Your task: Return every line of the data from its first line through the line containing "0,0,314,131", with both of those lines included. Reproduce each line unchanged.

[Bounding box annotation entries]
--
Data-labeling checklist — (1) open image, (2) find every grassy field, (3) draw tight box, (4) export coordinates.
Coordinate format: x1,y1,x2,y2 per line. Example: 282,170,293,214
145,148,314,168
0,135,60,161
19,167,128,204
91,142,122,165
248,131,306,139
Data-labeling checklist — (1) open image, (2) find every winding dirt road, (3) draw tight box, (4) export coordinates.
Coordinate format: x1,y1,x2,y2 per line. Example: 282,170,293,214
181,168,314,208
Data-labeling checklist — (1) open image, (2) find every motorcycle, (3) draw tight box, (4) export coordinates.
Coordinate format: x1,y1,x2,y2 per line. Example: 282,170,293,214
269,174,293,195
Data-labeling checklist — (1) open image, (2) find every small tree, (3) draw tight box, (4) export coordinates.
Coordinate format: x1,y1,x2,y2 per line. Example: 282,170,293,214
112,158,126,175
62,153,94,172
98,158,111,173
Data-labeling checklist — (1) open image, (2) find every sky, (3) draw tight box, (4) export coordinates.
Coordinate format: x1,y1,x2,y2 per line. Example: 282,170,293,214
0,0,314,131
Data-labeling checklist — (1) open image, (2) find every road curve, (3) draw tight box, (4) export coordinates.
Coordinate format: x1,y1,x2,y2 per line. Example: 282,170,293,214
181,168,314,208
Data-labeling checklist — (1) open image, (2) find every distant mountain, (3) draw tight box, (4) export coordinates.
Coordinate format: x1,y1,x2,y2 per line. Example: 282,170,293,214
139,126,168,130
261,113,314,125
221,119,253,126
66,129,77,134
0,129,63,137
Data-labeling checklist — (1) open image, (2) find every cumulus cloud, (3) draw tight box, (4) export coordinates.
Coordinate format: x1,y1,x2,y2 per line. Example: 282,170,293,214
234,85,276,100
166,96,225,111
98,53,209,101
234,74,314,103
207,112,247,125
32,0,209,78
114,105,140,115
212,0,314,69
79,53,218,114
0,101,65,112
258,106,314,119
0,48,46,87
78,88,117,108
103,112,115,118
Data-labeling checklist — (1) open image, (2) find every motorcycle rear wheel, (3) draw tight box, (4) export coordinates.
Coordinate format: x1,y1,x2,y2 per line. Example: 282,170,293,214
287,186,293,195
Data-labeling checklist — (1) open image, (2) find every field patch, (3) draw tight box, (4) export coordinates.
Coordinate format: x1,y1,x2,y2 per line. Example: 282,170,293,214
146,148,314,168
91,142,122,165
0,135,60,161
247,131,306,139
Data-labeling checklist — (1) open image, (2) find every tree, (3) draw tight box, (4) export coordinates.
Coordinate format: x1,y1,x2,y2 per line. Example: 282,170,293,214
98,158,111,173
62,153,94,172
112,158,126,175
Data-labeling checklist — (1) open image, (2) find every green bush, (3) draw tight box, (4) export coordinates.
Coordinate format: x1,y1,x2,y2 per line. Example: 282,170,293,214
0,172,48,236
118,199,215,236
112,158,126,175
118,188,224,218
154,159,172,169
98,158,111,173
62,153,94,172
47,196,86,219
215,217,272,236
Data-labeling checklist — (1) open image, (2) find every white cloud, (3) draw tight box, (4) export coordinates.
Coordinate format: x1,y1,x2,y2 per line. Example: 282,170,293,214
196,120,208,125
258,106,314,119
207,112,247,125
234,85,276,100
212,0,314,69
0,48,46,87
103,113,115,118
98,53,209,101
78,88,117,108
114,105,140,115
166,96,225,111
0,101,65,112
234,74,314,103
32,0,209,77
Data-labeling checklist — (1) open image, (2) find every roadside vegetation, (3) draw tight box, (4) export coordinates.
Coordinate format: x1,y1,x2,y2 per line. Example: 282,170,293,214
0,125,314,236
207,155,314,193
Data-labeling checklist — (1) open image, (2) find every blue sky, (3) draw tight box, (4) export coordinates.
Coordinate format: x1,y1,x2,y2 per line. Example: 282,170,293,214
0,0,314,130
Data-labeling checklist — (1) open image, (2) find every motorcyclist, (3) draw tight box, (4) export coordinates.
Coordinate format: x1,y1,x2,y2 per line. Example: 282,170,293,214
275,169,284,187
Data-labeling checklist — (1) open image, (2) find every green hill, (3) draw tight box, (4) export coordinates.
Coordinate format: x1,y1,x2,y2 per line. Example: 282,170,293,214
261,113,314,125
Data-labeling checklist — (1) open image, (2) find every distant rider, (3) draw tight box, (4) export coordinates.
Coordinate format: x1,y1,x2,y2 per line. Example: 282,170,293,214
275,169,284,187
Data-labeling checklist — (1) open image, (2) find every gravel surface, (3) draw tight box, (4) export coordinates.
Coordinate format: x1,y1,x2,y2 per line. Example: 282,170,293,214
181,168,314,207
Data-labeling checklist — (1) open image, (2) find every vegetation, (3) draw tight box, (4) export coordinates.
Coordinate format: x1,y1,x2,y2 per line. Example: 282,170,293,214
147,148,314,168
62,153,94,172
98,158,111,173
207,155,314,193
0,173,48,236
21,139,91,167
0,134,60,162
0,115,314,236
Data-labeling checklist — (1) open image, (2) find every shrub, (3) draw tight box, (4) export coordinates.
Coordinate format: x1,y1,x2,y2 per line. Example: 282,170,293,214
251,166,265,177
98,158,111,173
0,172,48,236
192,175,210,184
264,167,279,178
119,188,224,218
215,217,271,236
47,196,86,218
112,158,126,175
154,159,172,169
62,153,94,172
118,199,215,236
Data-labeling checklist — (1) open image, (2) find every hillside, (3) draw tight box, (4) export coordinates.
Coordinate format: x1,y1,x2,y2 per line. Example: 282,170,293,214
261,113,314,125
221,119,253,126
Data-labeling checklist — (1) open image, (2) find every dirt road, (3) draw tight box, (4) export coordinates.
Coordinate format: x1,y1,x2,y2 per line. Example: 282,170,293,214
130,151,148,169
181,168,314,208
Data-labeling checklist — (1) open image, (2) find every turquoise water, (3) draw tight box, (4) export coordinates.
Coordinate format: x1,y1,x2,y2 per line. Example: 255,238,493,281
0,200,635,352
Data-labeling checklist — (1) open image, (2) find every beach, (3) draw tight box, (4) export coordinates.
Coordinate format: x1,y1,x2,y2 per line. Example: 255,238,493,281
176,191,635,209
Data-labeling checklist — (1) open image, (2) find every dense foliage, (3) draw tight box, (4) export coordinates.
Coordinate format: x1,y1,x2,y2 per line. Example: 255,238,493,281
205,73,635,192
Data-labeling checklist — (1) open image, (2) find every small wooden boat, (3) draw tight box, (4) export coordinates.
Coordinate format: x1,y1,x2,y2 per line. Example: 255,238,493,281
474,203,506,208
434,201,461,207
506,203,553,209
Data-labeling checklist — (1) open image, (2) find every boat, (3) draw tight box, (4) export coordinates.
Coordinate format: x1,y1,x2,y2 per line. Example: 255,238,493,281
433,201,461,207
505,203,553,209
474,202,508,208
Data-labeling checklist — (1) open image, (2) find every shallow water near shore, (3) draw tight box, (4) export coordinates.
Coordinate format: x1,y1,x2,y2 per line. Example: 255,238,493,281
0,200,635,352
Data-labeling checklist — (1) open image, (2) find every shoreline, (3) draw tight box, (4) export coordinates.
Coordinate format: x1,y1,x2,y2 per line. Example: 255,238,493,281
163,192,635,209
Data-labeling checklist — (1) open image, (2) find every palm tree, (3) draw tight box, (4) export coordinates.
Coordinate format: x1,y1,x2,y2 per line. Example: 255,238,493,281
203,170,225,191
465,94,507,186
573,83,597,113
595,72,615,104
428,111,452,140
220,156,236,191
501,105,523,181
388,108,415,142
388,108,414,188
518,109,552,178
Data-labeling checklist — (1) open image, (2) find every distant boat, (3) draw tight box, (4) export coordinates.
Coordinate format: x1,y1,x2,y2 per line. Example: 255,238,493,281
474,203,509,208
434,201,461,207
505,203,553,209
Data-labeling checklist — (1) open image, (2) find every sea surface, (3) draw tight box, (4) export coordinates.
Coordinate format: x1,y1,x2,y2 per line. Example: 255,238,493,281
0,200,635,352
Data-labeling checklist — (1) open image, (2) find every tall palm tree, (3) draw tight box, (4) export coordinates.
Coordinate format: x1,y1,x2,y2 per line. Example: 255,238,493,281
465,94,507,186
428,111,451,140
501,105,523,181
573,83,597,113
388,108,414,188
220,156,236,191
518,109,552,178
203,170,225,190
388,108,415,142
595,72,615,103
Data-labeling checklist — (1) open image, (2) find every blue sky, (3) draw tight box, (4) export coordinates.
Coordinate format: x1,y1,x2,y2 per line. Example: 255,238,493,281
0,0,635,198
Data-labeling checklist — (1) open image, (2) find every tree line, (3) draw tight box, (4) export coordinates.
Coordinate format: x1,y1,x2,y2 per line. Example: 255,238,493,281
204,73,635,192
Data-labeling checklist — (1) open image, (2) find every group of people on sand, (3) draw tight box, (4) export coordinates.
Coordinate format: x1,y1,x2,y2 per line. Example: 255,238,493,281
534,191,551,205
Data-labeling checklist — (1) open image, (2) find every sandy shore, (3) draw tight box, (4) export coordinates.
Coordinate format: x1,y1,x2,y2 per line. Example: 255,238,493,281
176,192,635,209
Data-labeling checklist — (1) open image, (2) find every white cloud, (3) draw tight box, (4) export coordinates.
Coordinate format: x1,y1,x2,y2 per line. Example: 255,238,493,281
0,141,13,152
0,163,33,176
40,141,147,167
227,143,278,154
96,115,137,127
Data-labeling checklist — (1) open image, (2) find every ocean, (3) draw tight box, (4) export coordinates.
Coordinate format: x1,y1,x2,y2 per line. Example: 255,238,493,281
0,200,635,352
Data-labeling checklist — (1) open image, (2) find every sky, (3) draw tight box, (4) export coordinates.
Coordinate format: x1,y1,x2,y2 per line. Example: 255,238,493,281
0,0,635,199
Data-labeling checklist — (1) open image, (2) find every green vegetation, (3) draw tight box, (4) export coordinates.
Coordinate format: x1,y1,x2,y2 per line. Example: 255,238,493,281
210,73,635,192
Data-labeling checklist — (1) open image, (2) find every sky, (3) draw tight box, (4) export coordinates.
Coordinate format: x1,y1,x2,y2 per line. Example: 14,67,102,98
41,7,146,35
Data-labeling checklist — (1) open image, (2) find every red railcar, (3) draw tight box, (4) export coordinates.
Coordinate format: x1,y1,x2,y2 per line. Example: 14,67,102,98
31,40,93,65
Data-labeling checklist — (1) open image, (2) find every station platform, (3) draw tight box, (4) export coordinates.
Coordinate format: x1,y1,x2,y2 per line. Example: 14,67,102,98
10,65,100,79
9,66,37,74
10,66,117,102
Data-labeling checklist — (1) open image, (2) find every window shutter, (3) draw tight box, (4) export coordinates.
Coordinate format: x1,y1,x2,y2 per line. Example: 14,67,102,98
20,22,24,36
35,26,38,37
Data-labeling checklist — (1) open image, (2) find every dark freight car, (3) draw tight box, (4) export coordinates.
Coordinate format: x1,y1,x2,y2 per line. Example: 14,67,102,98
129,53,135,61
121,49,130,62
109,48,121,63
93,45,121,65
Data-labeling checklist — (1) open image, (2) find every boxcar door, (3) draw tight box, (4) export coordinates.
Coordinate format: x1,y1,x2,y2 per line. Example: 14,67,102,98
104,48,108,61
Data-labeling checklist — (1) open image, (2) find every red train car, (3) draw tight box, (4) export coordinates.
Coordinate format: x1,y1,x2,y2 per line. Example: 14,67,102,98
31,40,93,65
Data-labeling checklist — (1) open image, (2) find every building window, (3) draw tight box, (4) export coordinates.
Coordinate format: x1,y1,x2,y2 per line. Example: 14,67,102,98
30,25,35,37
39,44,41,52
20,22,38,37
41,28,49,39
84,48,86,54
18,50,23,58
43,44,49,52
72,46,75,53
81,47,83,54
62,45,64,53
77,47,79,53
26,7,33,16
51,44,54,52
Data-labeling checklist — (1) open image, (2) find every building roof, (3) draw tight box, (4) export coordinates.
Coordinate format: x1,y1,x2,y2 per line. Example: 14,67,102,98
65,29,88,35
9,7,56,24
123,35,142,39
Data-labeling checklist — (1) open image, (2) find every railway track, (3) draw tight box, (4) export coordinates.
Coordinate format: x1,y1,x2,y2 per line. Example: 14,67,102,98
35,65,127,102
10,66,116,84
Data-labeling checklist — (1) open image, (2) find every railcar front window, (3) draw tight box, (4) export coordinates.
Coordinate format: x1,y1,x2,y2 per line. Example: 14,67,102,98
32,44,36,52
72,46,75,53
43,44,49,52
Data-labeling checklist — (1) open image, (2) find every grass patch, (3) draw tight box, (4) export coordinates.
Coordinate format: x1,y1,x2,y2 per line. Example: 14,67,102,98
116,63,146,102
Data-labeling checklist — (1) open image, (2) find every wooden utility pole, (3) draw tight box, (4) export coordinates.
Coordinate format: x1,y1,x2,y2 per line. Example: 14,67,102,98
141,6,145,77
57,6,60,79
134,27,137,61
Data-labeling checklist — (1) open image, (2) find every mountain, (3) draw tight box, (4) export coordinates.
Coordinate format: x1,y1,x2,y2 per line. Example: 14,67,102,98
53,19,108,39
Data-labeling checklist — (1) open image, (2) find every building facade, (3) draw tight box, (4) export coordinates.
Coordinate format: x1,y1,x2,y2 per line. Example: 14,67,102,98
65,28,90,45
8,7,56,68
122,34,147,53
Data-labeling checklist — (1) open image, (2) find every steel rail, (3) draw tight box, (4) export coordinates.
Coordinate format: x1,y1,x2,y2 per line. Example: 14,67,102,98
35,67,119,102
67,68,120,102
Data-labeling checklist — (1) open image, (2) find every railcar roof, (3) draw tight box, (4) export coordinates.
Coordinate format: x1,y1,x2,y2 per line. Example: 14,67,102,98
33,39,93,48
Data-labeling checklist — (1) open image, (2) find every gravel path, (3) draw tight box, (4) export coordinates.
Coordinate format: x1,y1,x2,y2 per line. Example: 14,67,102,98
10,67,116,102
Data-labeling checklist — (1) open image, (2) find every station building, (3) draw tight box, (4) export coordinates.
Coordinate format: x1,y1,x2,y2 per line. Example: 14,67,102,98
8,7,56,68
--
Response to the task:
Data-labeling checklist — (1) open image, (2) find every grassy field, (3) draw tight box, (4) export coordinates.
Coordinate format: x1,y1,x2,y2 per line. Example: 282,170,293,214
145,148,314,168
0,135,60,161
19,167,128,204
91,142,122,165
248,131,306,139
Data-labeling checklist — (1) open image, (2) find every winding dirt road, (3) draw tight box, (4) export coordinates.
Coordinate format: x1,y1,x2,y2 per line. Example: 282,170,293,214
181,168,314,208
Data-labeling checklist — (1) open image, (2) find every motorcycle, (3) draw tight box, (4) export coordinates.
Coordinate format: x1,y1,x2,y2 per line. Example: 282,170,293,214
269,174,293,195
Data-labeling checklist — (1) open image, (2) find every small tree, (3) draw tight box, (4) export coordinates.
Coordinate format: x1,y1,x2,y2 per line. Example: 282,170,293,214
112,158,126,175
62,153,94,172
98,158,111,173
Data-labeling checklist — (1) open image, (2) find every sky, (3) draw tight box, (4) export coordinates.
Coordinate format: x1,y1,x2,y2 per line. Example: 282,170,293,214
0,0,314,131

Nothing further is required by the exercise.